Excerpt:
Health

Hone Smythe: the healing power of horses

10:05 am on 20 September 2021

Dedicated horseman Hone Smythe can usually be found guiding tourists through the Tongariro National Park on horseback. Now he's now putting his experience into a new project, working with inmates at Tongariro Prison.

Photo: Hone Smythe

Listen to the interview

Smythe's connection with horses began as a child in the '70s when he lived with several different farming families. At the time, farmers were still on horseback so if you didn't ride you had to stay home and do household chores, he tells Kathryn Ryan.

"We were chucked up on a horse with just a saddle blanket and a rope and a bridle. And then we would go out with the uncle on the farm all day. You pretty much learn how to ride straightaway. Hang on. Lean forward going on, lean back going down…

"Me being a young kid, I could actually see what the horse could do and where the horse could take you - and that fascinated me."

As a young man, Smythe was a semi-professional rugby player "heading for that black jersey" until a broken neck crushed his dream of being an All Black.

He came home to Tongariro, and against doctors' recommendations, got his own horse.

Exercise description:
Continue the article about Hone Smythe and horses, starting after its final sentence.

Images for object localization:
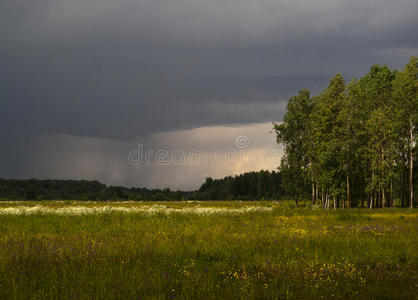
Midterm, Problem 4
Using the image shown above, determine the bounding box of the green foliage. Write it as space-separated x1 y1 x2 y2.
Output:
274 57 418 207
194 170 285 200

Written reply:
"It was therapeutic. The wairua of the bush was just beautiful and captivating to me. And then I realised that I could be sharing this with other people."

Smythe first started taking his old rugby mates out on horseback then realised he could maybe make a living out of it by taking out school groups visiting Mt Ruapehu.

"I had a typewriter back in those days. And I went through the Yellow Pages and found all the schools and I just typed letters and sent them letters inviting them to come from and do a horse trek with me and what I could offer."

Eventually, he started trekking with special needs kids from all over the North Island.

Smythe says he especially connected with the kids who, like him, had tough childhoods.

"Having them come to us as these little gangsters from the city, spending four or five days with us out in the backblocks of the bush where they were totally out of their comfort zone and then watching them slowly transform back to children… that was the reward of the whole journey. It was a really special time."

In the early '90s, Smythe began the commercial horse trekking business, now known as Horsemtrails, where he takes people further out of their comfort zones than other operations might.

"We've gone away from the single-file and flat-paddock … We're more or less gone away from the namby-pamby of horse trekking and we've added a lot more adventure."<

When international tourist couples would come trekking it was usually the woman who'd chosen the activity while the men were often sceptical, he says.

"Men are terrified of horses because they've got no control. There's no throttle to accelerate, there's no brake, no steering wheel to steer."

Soon, Smythe starts a new role with the Manaaki Ora Trust, bringing his own life experience and the healing nature of horses to Tongariro Prison inmates.

Horses have a deep understanding of humans and can read us extremely well, he says.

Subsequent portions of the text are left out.